Look through the data that follows and work out how many lines contain the string "above". Nothing but that number should be given.

---------- Data to use ----------

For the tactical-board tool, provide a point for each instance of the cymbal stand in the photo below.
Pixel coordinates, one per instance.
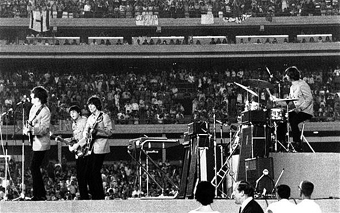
(276, 140)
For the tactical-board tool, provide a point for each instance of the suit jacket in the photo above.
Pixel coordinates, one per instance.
(100, 143)
(41, 128)
(252, 207)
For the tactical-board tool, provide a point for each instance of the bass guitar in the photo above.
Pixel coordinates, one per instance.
(79, 152)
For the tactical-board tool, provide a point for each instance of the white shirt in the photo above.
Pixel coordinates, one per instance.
(308, 206)
(283, 206)
(301, 90)
(245, 202)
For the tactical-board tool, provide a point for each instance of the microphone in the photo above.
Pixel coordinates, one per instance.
(8, 111)
(23, 100)
(269, 73)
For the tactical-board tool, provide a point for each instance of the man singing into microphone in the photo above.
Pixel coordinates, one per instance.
(303, 106)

----------

◆ **Task solution**:
5